:: WHAT YOU HAVE TO DO ::
Without including any pictures, please copy every entry below exactly.
PROVIDED INFORMATION START
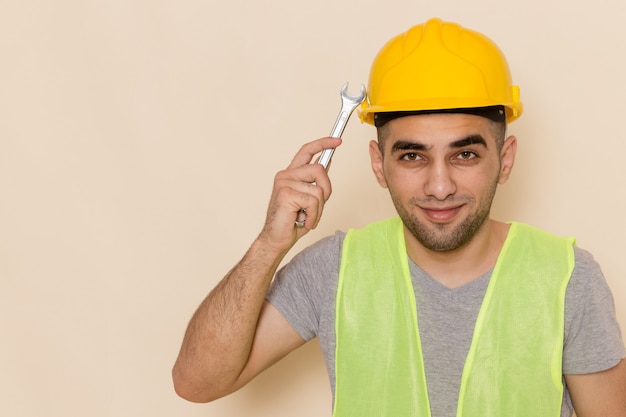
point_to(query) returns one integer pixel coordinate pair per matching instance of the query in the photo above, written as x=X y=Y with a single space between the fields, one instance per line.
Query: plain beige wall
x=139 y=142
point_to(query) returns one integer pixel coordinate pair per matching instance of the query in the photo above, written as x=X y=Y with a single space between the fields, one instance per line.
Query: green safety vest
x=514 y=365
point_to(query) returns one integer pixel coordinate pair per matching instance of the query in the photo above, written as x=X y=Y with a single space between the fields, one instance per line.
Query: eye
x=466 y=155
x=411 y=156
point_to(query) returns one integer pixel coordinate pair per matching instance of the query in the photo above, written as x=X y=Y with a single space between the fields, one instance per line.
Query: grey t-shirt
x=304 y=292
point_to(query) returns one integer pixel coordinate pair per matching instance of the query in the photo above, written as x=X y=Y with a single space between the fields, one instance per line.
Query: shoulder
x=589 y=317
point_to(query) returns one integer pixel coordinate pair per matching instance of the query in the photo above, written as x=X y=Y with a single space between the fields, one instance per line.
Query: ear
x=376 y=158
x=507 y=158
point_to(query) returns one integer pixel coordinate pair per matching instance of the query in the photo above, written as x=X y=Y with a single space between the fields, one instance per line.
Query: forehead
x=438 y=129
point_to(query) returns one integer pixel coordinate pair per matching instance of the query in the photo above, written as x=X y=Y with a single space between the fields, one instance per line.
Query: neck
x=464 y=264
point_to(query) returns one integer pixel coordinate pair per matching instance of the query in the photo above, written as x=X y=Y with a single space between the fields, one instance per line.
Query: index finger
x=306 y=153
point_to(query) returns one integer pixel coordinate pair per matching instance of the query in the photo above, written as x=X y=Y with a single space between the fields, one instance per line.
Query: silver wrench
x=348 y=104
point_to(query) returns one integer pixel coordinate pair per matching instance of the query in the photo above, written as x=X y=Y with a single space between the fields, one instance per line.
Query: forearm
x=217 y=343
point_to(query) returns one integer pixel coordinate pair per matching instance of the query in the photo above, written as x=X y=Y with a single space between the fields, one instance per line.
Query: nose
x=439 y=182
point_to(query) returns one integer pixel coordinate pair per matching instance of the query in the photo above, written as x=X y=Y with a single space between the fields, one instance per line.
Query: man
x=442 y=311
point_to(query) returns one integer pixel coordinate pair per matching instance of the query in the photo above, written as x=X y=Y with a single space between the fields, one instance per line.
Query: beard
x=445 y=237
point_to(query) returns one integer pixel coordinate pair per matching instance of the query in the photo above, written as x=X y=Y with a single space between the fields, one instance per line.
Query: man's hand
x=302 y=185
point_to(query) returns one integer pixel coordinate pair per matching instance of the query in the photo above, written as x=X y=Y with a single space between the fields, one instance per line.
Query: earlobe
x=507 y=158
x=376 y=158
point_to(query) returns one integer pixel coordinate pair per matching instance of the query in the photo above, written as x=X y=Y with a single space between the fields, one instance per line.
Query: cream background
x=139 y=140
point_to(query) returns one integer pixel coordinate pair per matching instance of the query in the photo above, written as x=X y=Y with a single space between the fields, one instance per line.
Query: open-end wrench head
PROVIDED INFORMATION END
:: RESULT FOR THIS EXERCISE ::
point_to(query) returns one integer pixel coordinate pair per matching instance of the query in the photo above, written as x=X y=Y with a single space between the fields, one instance per line.
Query: plain beige wall
x=139 y=142
point_to(query) returns one integer pixel coordinate pair per matching instance of the query in the photo above, written as x=X y=Y with a single space between the fields, one instance per line.
Query: green safety vest
x=514 y=365
point_to(query) returns one integer pixel coordinate pair per matching instance of the query in the photo above, written as x=X y=Y with a single space between the fields, one instance per line.
Query: eye
x=466 y=155
x=411 y=156
point_to(query) returns one integer pixel coordinate pair per matching instance of the query in the photo above, written as x=X y=Y with a single space between the fields, one instance per line.
Query: grey t-shirt
x=304 y=292
point_to(query) returns one integer pixel coordinate pair per matching instance of the query in the photo above, written as x=X y=Y with a single space between the fields, one instance per line.
Query: shoulder
x=589 y=317
point_to(query) returns one integer pixel coordinate pair per matching instance of the query in the photo above, written as x=X y=Y with a single space between the fields, one instance per line.
Query: ear
x=376 y=158
x=507 y=158
point_to(query) returns one integer pixel coordinate pair per matching instance of the query in the photo above, written as x=X y=Y with a single space between the fields, one instance per line.
Query: forehead
x=438 y=129
point_to(query) returns one integer pixel coordinate pair per matching instance of the query in the photo above, written as x=X y=Y with a single space between the fields, one instance per line.
Query: neck
x=464 y=264
point_to(query) returns one integer pixel coordinate pair per matching instance of the query in the photo above, written as x=X y=Y with a single space between the fields, one instance per line.
Query: index finger
x=306 y=153
point_to(query) returns one integer pixel coordinate pair per matching instance of the query in the photo above, written as x=X y=Y with a single space between the fields, one instance per line.
Query: silver wrench
x=348 y=104
point_to(query) returns one integer pixel coordinate pair per matching instance of the query in the photo above, written as x=X y=Y with a single space between the fields, one instance per line.
Query: forearm
x=217 y=343
point_to(query) returns one integer pixel coordinate pair per matching instance of the query in the photo above, written as x=X y=Y with a single space between the fields, one instance per line.
Query: nose
x=439 y=182
point_to(query) returns one integer pixel coordinate pair per matching instance of the query in the photo above, written as x=X y=Y with a single space between the fields, one instance per line.
Query: man
x=442 y=311
point_to(query) returns one integer pixel coordinate pair per matching instance of the query in the photo above, written as x=X y=Y with a single space between the fields, one instance per line.
Query: beard
x=445 y=237
point_to(query) returns one integer pixel coordinate pair per matching instance of the query in the photo above, written as x=X y=Y with a single space between the fields, one instance per line.
Query: man's hand
x=302 y=185
point_to(query) returns one integer pixel coordinate pair per matching instance of the query in the photo above, written as x=X y=Y with a single space between the fields, one instance per line.
Query: earlobe
x=507 y=158
x=376 y=158
point_to(query) returns one integer pixel coordinate pair per matching instance of the query in the photo above, written as x=X y=Y with a single space between the fields, one instance per line.
Query: cream background
x=139 y=140
point_to(query) returns one integer pixel coordinate pair per matching instance of the query in the photo above, written as x=X y=Y with a single space between the fields, one instance per line.
Query: open-end wrench head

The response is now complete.